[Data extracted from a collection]
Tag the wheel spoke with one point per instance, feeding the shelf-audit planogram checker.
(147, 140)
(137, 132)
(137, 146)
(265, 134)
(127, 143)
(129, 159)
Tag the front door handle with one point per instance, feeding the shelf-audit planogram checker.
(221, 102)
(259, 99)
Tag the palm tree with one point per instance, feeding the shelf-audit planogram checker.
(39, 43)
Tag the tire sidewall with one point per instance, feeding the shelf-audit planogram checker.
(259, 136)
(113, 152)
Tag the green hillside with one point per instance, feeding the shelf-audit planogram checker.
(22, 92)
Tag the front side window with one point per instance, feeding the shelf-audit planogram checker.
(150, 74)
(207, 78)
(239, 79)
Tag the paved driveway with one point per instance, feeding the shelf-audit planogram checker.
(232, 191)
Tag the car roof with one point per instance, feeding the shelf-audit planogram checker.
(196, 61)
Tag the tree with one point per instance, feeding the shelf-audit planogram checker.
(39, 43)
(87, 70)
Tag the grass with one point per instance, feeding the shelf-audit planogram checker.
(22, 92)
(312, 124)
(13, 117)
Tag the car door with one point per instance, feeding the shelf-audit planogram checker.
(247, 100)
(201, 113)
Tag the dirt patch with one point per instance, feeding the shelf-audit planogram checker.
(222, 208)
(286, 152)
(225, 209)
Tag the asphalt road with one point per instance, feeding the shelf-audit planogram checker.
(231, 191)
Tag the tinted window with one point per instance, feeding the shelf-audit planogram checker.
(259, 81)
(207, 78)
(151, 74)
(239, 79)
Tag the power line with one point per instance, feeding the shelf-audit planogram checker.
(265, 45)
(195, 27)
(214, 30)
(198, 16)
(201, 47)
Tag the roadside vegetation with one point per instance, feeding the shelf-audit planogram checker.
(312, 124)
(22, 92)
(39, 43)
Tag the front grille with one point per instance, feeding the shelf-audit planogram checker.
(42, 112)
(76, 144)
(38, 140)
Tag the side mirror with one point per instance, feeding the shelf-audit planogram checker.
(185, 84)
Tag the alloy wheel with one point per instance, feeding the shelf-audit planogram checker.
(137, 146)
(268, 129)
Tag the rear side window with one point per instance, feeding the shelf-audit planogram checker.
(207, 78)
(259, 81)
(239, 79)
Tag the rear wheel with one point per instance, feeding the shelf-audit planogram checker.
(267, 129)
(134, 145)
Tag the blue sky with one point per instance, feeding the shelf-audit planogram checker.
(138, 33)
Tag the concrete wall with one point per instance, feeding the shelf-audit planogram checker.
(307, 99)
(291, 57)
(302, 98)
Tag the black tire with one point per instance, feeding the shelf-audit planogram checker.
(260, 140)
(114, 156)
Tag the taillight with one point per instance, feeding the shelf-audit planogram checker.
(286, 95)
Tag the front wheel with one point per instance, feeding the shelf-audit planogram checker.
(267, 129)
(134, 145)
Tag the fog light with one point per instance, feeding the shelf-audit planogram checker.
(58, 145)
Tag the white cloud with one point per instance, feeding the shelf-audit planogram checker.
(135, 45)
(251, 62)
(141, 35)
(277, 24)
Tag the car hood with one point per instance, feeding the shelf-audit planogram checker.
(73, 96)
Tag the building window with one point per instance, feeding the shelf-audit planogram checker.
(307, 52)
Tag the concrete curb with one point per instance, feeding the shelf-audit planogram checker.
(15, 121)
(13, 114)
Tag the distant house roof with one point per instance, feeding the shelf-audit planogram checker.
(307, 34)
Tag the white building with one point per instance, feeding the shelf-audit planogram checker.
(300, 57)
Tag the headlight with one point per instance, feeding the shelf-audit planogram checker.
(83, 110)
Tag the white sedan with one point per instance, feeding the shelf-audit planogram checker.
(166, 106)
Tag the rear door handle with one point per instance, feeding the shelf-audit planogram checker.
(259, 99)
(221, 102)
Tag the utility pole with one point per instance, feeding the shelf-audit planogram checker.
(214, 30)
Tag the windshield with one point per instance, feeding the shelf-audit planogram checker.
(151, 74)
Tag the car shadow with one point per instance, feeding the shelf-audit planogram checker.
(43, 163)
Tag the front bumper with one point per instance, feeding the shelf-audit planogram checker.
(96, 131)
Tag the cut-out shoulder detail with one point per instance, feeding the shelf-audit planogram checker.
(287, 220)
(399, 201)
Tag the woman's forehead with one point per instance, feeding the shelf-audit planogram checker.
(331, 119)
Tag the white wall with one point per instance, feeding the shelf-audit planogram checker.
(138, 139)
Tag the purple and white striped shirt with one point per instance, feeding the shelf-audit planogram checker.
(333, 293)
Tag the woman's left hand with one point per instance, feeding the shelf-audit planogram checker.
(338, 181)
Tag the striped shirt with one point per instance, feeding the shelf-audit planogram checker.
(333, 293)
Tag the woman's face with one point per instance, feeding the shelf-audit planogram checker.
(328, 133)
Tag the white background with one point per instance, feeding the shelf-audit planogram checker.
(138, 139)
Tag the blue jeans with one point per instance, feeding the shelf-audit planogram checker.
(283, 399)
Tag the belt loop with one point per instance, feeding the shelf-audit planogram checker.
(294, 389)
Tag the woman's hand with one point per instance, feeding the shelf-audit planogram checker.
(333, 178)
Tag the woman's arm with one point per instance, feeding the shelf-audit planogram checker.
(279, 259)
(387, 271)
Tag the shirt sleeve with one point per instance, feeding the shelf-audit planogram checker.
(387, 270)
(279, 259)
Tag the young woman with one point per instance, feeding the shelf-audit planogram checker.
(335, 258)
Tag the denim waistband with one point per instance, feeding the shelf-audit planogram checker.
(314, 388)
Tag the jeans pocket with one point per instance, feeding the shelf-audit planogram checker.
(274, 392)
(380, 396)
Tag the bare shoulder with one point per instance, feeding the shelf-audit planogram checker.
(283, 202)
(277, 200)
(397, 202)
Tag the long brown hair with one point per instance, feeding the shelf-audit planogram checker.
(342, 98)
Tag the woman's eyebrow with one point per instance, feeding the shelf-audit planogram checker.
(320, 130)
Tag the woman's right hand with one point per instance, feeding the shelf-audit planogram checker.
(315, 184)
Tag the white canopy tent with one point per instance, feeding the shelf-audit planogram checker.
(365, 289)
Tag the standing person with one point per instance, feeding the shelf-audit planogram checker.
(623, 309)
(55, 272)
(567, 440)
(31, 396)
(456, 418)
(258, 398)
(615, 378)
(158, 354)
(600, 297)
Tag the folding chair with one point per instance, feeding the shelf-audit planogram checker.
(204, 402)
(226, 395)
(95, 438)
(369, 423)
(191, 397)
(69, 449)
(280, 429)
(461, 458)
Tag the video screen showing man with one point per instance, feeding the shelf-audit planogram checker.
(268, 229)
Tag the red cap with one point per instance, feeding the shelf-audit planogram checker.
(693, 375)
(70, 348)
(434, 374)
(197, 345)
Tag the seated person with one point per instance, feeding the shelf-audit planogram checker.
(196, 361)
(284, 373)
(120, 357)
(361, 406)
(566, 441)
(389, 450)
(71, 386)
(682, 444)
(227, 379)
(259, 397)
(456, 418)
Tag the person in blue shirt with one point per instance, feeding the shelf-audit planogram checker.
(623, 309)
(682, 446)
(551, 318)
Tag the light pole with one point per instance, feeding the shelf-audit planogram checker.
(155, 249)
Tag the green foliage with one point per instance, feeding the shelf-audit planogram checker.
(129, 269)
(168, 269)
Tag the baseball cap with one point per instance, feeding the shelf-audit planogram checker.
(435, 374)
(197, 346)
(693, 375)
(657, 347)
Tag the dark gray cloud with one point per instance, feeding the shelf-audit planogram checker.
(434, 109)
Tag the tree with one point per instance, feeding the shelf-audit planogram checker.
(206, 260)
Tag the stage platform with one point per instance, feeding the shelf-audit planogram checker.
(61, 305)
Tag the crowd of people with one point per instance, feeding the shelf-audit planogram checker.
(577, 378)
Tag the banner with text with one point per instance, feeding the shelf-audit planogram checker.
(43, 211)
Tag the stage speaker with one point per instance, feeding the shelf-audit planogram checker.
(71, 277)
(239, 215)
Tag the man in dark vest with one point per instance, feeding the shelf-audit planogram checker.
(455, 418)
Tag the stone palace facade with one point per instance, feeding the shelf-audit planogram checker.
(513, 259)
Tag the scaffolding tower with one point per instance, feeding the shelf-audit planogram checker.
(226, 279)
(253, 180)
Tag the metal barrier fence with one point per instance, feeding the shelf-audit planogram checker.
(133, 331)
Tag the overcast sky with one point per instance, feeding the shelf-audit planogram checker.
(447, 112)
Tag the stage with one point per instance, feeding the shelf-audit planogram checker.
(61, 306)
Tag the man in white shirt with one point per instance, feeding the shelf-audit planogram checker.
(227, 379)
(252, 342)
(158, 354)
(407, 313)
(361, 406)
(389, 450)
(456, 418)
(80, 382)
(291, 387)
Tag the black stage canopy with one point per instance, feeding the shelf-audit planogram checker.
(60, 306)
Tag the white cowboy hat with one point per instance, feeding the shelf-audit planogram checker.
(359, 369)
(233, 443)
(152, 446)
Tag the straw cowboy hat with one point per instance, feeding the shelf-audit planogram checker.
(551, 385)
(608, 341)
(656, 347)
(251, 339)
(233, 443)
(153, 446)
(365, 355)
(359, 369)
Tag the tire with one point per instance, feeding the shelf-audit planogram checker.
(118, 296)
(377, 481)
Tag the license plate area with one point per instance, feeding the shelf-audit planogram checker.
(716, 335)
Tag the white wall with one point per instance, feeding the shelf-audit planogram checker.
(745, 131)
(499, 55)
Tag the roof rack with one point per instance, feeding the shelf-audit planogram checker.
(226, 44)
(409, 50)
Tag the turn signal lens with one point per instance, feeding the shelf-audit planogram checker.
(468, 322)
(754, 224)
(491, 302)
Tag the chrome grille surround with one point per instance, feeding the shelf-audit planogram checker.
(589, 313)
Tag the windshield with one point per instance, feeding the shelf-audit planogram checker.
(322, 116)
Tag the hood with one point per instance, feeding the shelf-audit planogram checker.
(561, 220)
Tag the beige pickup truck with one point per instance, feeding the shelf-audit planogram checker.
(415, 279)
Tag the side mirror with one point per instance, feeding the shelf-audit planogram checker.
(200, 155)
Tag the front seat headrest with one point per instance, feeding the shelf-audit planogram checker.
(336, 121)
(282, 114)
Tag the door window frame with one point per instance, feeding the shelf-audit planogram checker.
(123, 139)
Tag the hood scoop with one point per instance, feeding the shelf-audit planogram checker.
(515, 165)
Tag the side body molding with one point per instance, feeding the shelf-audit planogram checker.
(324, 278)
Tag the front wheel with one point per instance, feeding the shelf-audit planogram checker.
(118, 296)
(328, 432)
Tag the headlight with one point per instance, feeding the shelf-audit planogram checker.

EXERCISE GOAL:
Using the records above, please retype only the run of lines from the line holding "Tag the front seat" through the last line, both ends included.

ANSWER TO THIS EXERCISE:
Tag the front seat headrest with one point per instance, feeding the shelf-audit planogram checker.
(336, 121)
(282, 114)
Tag the door window frame with one point per instance, feeding the shelf-audit planogram checker.
(123, 139)
Tag the hood scoop with one point per instance, feeding the shelf-audit planogram checker.
(515, 165)
Tag the side body molding with one point per instance, feeding the shelf-audit planogram checker.
(324, 278)
Tag the front wheel with one point per instance, feeding the shelf-audit planogram checker.
(118, 296)
(328, 432)
Tag the headlight with one point per instance, feeding the shelf-audit planogram checker.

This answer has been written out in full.